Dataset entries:
——
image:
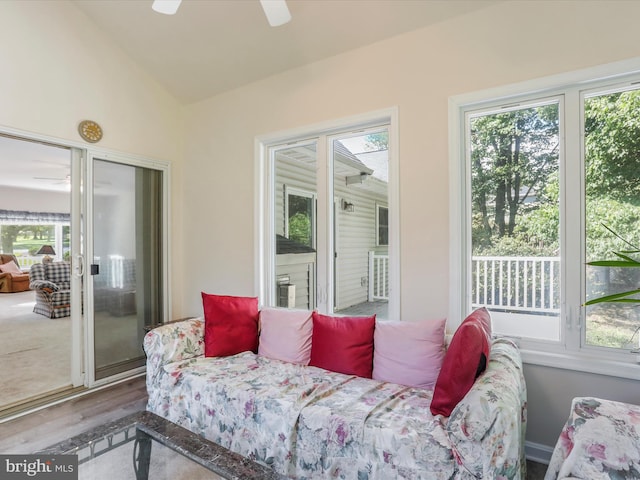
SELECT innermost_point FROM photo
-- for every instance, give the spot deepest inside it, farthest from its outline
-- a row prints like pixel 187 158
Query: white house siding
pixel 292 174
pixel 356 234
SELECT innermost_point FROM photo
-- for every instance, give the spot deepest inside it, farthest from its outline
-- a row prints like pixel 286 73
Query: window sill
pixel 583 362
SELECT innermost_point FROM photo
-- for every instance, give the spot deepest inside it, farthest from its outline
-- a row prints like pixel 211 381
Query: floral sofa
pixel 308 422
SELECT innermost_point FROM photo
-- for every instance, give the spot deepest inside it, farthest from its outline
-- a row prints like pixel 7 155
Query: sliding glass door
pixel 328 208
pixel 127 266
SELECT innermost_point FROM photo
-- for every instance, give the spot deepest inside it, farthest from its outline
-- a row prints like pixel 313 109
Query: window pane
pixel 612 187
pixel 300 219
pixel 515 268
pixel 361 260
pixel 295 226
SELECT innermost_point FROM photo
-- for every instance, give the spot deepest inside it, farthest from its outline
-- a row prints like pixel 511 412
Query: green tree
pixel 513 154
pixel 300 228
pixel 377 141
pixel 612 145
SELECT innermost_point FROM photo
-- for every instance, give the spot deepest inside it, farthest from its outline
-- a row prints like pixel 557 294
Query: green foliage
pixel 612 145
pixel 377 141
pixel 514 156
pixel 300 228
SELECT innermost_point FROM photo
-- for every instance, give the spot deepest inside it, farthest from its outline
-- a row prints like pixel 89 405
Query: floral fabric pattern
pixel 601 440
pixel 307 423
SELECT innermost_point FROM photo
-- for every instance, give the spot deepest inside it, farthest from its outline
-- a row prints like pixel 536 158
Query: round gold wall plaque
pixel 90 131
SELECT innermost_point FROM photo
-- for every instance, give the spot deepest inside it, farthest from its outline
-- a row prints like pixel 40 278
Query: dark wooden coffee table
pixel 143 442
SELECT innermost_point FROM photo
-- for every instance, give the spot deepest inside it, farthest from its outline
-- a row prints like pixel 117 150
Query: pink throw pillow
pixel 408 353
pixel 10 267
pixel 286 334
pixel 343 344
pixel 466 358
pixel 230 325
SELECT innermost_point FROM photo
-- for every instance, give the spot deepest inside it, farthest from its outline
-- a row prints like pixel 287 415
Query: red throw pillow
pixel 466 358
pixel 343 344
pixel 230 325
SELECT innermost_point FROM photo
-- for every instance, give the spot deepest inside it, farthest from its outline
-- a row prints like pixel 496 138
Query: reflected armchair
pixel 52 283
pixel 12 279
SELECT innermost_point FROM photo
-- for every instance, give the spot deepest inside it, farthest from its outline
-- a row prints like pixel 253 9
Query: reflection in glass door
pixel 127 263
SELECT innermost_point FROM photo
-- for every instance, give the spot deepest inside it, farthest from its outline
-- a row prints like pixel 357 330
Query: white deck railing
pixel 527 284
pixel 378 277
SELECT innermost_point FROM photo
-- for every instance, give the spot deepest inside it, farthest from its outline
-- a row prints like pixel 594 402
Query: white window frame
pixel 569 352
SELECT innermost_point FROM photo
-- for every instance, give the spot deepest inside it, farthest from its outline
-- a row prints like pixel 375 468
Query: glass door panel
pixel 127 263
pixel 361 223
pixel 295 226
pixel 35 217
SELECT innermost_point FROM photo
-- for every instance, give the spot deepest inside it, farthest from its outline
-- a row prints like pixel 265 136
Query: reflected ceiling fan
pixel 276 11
——
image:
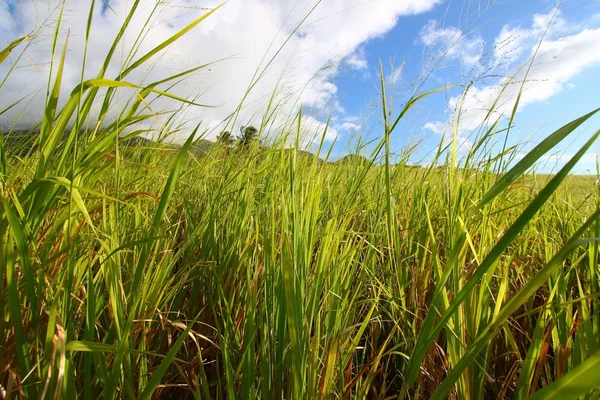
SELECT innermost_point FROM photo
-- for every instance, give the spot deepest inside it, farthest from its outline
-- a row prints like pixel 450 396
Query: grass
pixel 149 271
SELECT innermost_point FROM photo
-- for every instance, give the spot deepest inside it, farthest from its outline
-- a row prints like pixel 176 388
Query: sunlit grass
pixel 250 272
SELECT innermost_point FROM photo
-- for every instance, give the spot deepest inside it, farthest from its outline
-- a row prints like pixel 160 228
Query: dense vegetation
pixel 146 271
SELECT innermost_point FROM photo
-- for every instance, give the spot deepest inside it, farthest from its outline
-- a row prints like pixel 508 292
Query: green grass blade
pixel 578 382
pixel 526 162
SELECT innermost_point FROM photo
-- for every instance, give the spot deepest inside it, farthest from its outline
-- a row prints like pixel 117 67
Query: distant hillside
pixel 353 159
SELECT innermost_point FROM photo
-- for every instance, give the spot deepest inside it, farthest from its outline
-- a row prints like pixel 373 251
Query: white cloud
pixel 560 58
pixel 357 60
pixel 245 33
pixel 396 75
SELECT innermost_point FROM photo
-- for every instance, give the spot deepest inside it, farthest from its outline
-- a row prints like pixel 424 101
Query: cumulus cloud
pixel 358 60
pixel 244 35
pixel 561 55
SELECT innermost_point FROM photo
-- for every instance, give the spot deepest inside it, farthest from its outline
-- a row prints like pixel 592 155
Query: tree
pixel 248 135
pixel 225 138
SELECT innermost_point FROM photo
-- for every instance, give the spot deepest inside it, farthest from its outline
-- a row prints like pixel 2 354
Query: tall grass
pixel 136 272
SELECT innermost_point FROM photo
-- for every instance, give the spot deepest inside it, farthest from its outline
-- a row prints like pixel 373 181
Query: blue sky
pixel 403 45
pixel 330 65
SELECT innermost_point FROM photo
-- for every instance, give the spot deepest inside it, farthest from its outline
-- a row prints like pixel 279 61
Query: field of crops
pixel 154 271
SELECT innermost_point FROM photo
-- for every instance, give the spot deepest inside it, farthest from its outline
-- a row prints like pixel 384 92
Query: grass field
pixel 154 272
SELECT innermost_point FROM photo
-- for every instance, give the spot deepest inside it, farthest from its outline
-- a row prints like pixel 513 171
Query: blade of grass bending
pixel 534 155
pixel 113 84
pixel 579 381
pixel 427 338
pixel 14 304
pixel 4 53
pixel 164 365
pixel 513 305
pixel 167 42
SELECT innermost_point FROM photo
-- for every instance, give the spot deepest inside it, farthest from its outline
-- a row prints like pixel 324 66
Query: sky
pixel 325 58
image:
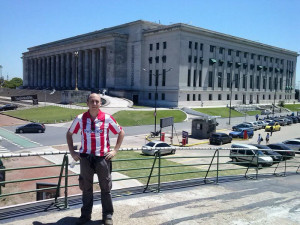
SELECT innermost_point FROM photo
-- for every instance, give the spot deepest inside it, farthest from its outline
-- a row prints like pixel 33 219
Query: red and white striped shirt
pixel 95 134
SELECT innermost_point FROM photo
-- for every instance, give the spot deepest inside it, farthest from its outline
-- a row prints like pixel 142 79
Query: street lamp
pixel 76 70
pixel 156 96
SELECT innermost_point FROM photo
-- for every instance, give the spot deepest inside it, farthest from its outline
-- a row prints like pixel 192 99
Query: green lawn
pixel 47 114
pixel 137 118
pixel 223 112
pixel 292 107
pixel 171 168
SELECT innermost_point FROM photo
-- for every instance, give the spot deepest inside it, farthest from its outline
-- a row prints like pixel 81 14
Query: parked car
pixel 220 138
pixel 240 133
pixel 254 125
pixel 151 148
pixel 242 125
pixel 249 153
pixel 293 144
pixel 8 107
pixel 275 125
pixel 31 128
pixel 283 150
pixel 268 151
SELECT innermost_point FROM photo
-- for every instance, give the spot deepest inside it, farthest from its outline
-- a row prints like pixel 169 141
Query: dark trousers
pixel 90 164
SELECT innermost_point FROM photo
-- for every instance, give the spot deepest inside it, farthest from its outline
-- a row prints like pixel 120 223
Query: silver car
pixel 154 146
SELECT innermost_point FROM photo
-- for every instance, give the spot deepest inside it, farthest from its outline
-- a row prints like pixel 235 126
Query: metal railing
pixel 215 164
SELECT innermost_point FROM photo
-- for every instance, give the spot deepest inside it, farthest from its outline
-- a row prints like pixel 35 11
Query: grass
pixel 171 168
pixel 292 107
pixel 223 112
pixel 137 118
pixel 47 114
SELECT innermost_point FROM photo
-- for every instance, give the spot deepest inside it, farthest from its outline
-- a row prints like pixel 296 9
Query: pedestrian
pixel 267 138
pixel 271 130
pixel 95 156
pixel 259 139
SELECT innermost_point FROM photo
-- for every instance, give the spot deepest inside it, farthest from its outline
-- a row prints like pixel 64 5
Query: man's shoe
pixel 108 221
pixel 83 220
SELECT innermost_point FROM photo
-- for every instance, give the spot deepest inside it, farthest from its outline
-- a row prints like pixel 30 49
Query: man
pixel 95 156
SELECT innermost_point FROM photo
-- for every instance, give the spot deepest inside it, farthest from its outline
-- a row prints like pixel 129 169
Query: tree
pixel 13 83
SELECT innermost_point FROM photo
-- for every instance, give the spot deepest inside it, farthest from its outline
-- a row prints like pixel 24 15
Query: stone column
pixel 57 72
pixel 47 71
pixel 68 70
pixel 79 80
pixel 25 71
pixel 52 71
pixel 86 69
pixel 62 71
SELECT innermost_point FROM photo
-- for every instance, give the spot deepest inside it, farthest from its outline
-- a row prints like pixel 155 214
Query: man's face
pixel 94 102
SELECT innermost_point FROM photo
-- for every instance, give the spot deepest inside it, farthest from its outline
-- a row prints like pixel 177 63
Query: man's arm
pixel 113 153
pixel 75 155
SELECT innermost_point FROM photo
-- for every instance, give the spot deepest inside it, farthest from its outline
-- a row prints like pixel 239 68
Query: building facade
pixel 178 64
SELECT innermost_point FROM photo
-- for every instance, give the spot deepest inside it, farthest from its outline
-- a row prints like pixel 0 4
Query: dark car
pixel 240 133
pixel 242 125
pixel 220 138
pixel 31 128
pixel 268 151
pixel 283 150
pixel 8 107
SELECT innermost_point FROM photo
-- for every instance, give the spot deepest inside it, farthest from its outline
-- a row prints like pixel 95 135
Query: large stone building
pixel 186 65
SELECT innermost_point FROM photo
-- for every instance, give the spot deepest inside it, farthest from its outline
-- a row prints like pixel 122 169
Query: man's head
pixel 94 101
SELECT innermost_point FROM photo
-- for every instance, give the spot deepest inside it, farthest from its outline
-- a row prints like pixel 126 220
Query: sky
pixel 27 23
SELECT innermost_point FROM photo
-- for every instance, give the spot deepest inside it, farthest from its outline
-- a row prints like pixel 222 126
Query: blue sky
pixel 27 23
——
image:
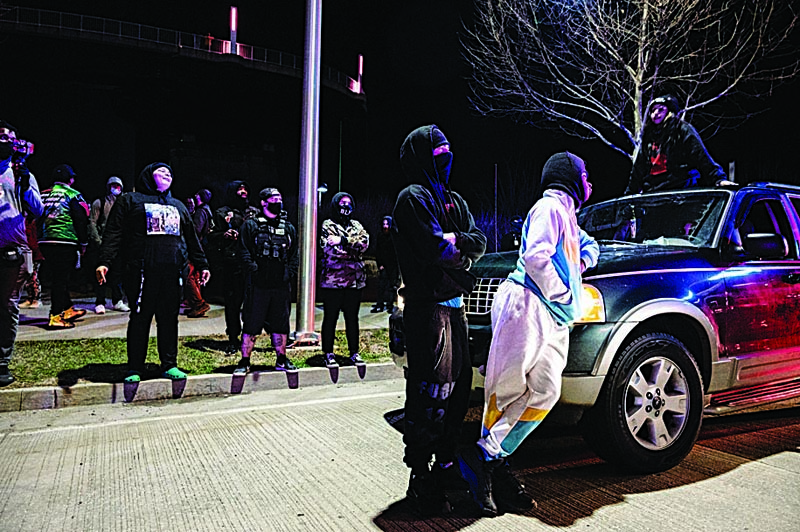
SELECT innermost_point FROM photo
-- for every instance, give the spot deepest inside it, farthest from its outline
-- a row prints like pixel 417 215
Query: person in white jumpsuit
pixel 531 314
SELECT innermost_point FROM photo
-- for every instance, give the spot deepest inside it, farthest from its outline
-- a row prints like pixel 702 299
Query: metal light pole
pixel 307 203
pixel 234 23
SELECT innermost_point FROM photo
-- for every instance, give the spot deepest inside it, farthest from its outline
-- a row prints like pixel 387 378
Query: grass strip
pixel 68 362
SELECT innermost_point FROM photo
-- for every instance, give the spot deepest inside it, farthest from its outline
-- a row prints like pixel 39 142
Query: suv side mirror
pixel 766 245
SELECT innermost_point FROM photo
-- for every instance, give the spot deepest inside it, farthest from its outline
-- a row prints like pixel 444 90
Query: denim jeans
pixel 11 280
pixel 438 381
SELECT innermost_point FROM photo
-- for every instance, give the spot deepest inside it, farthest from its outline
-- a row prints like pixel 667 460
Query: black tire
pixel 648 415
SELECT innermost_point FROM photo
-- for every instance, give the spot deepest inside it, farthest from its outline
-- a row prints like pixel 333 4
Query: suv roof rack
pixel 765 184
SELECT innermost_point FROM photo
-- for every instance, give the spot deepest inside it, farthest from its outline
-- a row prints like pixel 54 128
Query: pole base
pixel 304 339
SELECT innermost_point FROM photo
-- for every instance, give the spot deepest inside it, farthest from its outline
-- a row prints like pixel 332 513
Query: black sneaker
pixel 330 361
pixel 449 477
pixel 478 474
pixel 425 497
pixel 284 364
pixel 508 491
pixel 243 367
——
WORK TO COMPLETE: Copy out the lines above exactly, beginning at the one that contains "-- a row prints like pixel 444 90" and ending at the one that contains "-- a row prints like pixel 54 128".

EXERCISE RESULT:
-- a row prints like pixel 444 90
Query: denim jeans
pixel 11 280
pixel 438 381
SELECT innermost_point FROM photo
-- for every instance, give the spot deepest inside it, farthest from its outline
-- a row prints like pixel 667 460
Query: black tire
pixel 648 415
SELECT innermost_point FROM photo
-- for every instance, give the spot deepest inside it, farthest from its outline
-- a row prints like pixel 333 4
Query: suv roof rack
pixel 765 184
SELECT innermost_point FROM photo
-- for every instance, give the spot deepest inside it, farthest from its outline
-- a row prints like pixel 54 128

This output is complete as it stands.